Labeled-object pointing entries:
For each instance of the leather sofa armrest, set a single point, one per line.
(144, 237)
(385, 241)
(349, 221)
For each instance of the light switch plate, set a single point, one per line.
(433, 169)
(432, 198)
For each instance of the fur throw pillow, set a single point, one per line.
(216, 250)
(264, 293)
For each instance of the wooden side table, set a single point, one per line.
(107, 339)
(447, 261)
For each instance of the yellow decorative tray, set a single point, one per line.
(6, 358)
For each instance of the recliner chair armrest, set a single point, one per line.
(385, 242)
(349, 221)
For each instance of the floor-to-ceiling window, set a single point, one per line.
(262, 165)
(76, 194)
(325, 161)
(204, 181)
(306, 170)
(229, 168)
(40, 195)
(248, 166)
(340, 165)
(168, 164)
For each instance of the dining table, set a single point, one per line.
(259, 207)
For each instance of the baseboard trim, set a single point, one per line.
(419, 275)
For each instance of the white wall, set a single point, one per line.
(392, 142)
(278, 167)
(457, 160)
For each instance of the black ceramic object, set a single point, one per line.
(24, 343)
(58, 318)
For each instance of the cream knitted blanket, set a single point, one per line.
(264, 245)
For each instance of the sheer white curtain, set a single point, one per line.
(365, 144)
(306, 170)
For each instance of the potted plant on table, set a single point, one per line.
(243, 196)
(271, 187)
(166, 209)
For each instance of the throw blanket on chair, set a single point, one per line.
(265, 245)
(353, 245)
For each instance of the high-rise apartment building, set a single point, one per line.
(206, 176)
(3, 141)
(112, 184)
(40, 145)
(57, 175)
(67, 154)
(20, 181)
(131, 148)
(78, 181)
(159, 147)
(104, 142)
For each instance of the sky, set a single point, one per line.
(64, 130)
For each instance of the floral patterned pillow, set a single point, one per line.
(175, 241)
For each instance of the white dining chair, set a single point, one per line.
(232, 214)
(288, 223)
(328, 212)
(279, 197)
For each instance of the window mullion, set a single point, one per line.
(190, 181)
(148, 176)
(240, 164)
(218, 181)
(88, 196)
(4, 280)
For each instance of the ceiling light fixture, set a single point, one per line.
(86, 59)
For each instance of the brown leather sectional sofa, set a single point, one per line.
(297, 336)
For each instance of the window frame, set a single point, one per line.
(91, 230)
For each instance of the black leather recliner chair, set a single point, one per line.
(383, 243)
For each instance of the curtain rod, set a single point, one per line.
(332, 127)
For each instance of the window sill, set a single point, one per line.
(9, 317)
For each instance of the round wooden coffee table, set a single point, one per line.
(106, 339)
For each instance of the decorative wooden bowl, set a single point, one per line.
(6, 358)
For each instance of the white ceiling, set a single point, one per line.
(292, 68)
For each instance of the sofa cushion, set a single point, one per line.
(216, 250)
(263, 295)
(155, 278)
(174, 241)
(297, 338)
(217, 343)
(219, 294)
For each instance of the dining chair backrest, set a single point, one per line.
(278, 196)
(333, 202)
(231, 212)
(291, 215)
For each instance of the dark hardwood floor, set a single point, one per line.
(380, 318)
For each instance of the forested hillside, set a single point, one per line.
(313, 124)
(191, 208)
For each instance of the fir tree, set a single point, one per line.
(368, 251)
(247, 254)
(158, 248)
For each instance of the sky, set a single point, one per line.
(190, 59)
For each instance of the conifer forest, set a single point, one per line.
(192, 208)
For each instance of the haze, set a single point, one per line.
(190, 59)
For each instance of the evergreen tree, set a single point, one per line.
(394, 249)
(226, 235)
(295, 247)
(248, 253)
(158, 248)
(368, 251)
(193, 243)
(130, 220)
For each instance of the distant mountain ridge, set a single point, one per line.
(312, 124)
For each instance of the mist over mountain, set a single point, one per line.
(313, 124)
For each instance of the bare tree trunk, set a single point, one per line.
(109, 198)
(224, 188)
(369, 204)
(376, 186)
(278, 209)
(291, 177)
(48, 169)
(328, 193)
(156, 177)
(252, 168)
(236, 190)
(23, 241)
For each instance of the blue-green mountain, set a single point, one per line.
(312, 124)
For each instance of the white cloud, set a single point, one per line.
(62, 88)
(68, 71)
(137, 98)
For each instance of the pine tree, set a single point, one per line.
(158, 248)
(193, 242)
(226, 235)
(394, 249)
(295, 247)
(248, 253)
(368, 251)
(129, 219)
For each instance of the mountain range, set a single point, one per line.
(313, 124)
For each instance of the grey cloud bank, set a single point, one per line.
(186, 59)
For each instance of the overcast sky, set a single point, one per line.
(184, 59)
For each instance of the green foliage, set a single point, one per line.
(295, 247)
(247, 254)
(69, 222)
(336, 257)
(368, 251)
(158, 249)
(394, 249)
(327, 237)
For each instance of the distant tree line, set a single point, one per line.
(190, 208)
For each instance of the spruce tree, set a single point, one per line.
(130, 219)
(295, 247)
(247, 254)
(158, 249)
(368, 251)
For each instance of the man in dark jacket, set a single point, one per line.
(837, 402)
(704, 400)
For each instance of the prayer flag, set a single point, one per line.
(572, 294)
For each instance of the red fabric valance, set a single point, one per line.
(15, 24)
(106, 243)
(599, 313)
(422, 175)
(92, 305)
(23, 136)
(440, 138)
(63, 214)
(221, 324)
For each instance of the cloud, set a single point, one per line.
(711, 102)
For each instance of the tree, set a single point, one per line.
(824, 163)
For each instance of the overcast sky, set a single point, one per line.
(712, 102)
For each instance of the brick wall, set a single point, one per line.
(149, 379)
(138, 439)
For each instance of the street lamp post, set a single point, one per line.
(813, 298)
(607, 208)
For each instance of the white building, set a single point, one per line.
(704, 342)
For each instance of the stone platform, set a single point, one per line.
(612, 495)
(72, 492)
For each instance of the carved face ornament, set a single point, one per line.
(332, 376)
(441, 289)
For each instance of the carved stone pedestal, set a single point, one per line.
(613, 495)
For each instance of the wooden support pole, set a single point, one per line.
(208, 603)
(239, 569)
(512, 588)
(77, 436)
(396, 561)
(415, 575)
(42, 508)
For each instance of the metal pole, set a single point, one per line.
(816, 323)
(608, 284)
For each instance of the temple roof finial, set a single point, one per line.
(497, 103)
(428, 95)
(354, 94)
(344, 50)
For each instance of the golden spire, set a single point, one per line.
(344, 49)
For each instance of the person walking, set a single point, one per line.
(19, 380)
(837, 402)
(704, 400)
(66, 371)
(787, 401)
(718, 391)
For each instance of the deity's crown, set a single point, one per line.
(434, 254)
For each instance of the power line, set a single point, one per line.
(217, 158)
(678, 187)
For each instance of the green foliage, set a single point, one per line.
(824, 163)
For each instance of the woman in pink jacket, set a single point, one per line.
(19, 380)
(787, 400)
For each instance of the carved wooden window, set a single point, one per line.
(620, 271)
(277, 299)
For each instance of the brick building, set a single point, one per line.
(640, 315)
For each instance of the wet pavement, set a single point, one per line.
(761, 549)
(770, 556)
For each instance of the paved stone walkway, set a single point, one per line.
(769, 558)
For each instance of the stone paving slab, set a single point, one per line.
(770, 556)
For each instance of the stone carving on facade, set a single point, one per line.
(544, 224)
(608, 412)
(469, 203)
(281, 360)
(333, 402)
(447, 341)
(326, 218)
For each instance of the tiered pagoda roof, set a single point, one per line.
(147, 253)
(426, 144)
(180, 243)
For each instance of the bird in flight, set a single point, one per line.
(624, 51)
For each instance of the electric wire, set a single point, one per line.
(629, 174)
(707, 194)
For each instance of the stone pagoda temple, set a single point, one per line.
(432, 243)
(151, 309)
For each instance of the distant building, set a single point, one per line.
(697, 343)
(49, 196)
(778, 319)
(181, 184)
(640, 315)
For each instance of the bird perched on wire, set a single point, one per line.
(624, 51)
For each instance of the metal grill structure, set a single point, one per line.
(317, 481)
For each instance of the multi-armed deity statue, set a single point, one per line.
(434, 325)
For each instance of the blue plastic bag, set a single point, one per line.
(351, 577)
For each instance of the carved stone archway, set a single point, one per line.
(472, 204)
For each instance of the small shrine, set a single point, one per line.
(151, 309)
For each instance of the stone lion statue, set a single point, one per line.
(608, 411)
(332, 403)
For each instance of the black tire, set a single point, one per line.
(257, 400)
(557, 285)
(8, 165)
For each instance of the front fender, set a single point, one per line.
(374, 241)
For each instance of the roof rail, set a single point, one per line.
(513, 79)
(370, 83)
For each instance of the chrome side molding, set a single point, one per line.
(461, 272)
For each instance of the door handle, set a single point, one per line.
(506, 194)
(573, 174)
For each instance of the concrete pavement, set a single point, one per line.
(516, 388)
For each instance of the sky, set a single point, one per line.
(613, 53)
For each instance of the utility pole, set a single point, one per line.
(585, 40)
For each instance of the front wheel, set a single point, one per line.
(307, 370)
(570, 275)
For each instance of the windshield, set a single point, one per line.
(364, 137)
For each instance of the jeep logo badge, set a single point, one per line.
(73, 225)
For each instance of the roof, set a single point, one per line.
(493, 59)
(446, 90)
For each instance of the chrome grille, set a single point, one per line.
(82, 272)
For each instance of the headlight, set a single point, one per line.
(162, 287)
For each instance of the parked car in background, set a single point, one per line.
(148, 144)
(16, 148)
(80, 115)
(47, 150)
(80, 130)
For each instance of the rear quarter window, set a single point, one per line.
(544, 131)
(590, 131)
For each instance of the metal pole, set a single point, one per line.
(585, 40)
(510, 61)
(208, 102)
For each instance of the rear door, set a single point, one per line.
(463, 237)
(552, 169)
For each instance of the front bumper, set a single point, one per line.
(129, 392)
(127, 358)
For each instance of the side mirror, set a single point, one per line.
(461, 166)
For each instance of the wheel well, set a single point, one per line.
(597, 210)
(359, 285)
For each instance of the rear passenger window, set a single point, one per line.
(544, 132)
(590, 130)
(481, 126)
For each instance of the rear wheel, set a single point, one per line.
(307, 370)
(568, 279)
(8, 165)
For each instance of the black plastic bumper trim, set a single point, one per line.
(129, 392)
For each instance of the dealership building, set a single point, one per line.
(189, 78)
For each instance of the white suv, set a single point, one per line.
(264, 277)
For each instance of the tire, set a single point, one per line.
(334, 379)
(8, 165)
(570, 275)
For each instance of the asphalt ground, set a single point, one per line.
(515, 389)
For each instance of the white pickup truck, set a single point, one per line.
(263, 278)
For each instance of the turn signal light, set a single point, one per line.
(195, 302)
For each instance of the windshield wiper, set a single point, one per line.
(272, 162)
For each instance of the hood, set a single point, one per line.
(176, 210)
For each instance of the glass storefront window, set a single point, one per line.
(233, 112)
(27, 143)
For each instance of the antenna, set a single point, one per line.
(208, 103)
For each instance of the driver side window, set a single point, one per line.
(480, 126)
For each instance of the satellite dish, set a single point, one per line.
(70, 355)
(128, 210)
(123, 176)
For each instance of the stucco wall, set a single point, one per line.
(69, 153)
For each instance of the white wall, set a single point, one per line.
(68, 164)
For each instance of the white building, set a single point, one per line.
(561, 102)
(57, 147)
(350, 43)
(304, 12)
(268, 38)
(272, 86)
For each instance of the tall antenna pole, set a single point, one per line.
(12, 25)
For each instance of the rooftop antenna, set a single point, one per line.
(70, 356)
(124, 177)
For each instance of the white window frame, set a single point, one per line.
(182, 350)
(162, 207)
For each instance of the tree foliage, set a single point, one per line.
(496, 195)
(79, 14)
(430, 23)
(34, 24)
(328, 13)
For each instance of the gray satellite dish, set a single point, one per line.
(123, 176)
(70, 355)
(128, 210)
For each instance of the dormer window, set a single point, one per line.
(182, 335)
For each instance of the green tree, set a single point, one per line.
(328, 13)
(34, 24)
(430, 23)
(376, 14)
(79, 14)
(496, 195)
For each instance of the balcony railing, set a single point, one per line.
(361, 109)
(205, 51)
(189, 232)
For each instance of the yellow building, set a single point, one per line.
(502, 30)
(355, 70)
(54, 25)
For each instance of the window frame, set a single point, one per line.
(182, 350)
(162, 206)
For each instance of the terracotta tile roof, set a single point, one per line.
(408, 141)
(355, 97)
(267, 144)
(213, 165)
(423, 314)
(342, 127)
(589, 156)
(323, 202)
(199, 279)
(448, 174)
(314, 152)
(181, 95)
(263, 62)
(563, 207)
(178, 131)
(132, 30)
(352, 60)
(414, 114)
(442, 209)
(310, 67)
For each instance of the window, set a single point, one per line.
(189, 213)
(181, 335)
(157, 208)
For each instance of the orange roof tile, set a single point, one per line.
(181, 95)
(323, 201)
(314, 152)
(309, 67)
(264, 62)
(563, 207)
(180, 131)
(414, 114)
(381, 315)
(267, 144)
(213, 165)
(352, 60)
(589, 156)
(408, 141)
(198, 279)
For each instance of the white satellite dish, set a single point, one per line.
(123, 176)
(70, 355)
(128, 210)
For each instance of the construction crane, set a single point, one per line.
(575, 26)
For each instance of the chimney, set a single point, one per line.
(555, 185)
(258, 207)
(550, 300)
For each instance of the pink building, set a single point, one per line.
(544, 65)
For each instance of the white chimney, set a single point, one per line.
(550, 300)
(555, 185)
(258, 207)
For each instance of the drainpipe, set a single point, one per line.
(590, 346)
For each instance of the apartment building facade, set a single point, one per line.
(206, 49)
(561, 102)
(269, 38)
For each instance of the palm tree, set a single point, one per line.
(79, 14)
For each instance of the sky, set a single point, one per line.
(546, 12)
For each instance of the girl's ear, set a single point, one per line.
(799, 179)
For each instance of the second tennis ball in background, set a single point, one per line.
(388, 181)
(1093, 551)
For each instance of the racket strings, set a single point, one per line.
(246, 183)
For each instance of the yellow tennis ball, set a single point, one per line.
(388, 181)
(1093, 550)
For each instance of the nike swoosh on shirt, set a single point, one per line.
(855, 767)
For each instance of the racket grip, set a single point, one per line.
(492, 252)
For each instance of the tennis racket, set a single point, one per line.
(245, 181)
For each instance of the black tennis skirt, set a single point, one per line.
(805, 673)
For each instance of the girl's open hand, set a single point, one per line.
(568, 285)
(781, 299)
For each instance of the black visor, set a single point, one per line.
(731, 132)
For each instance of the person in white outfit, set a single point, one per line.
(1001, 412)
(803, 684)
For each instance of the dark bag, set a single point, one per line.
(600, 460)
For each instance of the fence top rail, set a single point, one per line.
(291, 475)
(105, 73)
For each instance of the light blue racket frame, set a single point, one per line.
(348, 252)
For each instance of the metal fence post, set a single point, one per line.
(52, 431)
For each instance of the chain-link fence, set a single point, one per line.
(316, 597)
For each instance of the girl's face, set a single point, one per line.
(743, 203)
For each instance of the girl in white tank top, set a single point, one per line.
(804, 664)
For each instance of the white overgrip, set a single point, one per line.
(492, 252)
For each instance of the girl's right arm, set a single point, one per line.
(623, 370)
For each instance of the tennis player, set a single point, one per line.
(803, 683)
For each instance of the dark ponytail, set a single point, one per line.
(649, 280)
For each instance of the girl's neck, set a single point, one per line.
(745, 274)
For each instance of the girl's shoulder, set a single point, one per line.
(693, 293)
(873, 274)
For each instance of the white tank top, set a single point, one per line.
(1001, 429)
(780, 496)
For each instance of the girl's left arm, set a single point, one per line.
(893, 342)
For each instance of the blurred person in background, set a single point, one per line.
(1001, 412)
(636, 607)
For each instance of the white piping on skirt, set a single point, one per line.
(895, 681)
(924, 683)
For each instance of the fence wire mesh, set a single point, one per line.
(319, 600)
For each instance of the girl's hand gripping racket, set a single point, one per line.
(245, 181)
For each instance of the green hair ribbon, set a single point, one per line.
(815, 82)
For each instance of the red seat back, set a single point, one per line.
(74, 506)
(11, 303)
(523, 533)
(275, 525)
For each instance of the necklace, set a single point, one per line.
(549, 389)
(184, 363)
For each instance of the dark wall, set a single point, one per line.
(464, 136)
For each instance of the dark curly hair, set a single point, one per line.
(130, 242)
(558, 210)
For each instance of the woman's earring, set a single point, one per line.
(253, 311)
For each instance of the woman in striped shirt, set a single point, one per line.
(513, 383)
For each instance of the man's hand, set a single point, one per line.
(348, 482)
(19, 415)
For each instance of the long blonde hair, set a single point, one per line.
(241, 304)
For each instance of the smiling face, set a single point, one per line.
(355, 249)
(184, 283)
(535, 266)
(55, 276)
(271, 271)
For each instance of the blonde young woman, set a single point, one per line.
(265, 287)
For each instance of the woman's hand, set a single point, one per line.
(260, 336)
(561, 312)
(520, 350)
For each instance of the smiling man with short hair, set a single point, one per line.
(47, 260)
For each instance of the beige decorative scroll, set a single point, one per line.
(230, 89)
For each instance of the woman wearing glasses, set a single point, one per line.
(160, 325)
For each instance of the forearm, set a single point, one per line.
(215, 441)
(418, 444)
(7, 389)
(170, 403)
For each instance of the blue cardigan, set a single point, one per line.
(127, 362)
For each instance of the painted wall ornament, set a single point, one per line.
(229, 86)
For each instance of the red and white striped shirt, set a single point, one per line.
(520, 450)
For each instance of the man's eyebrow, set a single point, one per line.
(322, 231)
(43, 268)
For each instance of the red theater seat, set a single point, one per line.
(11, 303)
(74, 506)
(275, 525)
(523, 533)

Required task :: Write the lines out verbatim, from the one with "For each instance of the woman's earring, set" through the last line of the entries, and stop there.

Completed exercise ::
For each instance of the woman's earring, set a single point, one per line.
(253, 311)
For each instance of the woman in striped shirt, set a single point, one per line.
(513, 383)
For each instance of the man's hand, set a single point, one per line.
(348, 482)
(19, 415)
For each instance of the long blonde hair, set a single point, one per line.
(241, 304)
For each instance of the smiling face, set a single point, one per line.
(355, 249)
(184, 283)
(535, 266)
(55, 276)
(271, 271)
For each instance of the blonde young woman, set a single point, one per line.
(265, 287)
For each instance of the woman's hand, set a single point, one per line.
(260, 336)
(561, 312)
(520, 350)
For each instance of the smiling man with short hair, set a single point, one per line.
(47, 260)
For each instance of the beige decorative scroll, set a single point, one per line.
(230, 89)
For each instance of the woman wearing glasses, set a single point, one per line.
(160, 325)
For each instance of the forearm, set a single point, one per line.
(215, 441)
(418, 444)
(7, 389)
(170, 403)
For each instance of the blue cardigan, set a single point, one per line.
(127, 362)
For each instance of the painted wall ornament, set a single point, one per line.
(229, 86)
For each instance of the red and white striped shirt, set a single point, one per line.
(520, 450)
For each instance of the man's eyebrow, set a single point, one per line.
(322, 231)
(43, 268)
For each instance of the red theater seat, set a single point, one per line.
(11, 303)
(74, 506)
(275, 525)
(523, 533)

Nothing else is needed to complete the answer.